## [Source excerpt]

Remember RA does not mean SLAAC, it just means RA.
This is not ideal because two protocols are being mandated instead of just one: RA for client-side autoconfiguration and DHCPv6 for everything else.
Um, DHCPv6 does configure the client - perhaps not until the +M or +O option is recieved.
This is pointless. We have a good working model in ipv4: namely, the Joesoap in charge of the LAN decides what addressing parameters are to be used on the network, and it all uses a single protocol: dhcpv4. You can filter it out from rogue clients using dhcp-guard on a decent switch, and everyone is happy with it.
And RA Guard will fix it for IPv6. Did we have DHCP Guard @ day 1?
However, in IPv6, we are being told that this is not good enough: that there need to be two protocols, one of which tells the client enough information about the network so that the client can choose its own address, route packets but not enough to allow DNS (i.e. functional internet connectivity). So then we decided that we needed another protocol to give the client everything else that it needed. And in order to avoid egos from tripping over other egos, each camp kept on their own turf: dhcp6 was hobbled to the extent that it couldn't feasibly be called a host configuration protocol (no default route, no address assignment and no
Incorrect, DHCPv6 can assign addresses.

## [Excerpted records]
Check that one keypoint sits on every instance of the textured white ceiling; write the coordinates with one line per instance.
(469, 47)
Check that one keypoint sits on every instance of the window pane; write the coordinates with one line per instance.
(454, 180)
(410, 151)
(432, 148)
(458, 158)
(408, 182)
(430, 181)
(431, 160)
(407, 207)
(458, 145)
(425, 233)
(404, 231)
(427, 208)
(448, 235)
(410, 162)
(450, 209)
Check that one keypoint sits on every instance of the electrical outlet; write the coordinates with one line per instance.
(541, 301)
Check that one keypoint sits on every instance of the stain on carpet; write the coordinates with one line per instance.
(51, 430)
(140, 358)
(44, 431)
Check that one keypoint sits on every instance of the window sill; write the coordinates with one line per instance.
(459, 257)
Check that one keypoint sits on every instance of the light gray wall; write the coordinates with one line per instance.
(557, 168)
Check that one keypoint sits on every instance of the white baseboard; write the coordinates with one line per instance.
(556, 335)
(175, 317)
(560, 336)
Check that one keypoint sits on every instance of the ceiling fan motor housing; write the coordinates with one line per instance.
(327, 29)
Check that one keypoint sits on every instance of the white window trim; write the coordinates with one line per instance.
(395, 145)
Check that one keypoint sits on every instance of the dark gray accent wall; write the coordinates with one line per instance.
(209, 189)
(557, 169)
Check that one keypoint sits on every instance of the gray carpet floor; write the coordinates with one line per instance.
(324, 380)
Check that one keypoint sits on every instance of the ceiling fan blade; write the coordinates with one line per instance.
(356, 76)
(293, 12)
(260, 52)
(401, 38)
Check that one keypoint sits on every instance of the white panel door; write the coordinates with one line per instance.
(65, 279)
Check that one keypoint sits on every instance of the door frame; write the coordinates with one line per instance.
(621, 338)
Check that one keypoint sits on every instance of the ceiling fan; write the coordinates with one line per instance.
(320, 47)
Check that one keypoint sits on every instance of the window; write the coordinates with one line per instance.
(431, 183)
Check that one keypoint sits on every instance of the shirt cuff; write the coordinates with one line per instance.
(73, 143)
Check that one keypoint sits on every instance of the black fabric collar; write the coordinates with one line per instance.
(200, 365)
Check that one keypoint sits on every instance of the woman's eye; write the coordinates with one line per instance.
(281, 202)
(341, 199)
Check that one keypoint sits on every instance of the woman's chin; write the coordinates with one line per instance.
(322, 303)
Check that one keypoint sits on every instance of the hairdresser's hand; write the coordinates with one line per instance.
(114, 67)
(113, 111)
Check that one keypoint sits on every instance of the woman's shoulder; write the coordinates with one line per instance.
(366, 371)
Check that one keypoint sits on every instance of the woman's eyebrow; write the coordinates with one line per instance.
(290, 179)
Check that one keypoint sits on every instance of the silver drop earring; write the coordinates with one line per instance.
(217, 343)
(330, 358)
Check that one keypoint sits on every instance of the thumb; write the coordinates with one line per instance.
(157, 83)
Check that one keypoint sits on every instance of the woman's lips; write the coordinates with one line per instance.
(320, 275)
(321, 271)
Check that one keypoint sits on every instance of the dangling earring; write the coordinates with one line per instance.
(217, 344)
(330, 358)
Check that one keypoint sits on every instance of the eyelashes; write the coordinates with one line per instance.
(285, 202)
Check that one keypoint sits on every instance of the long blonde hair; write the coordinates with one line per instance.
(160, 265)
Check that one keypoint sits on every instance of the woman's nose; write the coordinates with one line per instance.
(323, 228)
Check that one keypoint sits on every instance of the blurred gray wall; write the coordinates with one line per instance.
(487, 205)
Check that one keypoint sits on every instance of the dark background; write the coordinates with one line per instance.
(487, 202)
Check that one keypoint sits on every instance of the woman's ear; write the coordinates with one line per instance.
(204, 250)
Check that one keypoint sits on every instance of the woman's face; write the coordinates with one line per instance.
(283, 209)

## [What this task involves]
According to the IPv6 discussion excerpt, what can be used on a decent switch to filter DHCPv4 from rogue clients? The entries are separate material, unrelated to the IPv6 discussion excerpt.

## [Exercise solution]
dhcp-guard